◆ **REQUIRED TASK**
Report every line in the records below that contains the word "reflection", copying each such line in full.

◆ **DATA SHOWN**
————

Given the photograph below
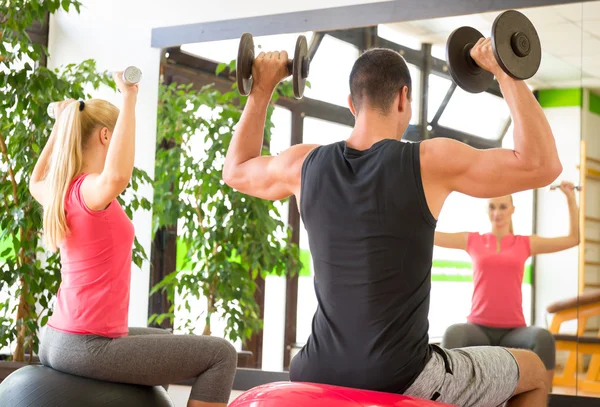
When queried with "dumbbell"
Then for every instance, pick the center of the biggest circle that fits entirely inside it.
(516, 46)
(297, 67)
(131, 76)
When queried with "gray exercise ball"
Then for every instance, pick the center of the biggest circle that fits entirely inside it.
(40, 386)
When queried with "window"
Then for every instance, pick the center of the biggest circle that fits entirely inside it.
(317, 131)
(415, 76)
(275, 286)
(438, 87)
(330, 71)
(483, 115)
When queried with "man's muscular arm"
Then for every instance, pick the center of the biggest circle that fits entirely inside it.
(265, 177)
(533, 163)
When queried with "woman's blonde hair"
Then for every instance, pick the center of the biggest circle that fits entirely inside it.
(75, 126)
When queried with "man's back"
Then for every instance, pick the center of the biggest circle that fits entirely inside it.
(371, 240)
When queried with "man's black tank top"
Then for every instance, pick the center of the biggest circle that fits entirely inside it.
(371, 239)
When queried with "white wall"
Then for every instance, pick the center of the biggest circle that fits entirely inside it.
(556, 274)
(117, 33)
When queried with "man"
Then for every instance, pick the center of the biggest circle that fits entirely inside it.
(370, 205)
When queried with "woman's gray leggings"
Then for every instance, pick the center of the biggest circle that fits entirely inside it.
(148, 356)
(534, 338)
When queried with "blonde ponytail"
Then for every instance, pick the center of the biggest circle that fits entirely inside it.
(74, 129)
(66, 162)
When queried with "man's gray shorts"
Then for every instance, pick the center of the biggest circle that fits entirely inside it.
(482, 376)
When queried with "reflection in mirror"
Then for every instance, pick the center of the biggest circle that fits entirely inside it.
(554, 267)
(536, 264)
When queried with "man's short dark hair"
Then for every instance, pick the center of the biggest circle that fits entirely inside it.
(377, 77)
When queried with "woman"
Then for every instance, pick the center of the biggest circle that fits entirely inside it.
(86, 164)
(499, 257)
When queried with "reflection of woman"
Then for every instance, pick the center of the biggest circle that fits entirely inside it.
(498, 258)
(86, 164)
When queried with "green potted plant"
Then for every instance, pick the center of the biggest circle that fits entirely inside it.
(29, 276)
(224, 239)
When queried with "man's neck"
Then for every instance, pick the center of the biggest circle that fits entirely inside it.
(371, 127)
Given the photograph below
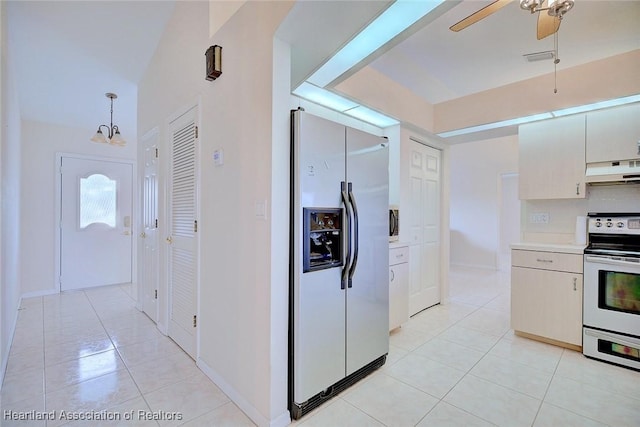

————

◆ **ANSWER FOR THIS EXERCISE**
When queried with "reflection in mirror"
When queried with "reflection of woman"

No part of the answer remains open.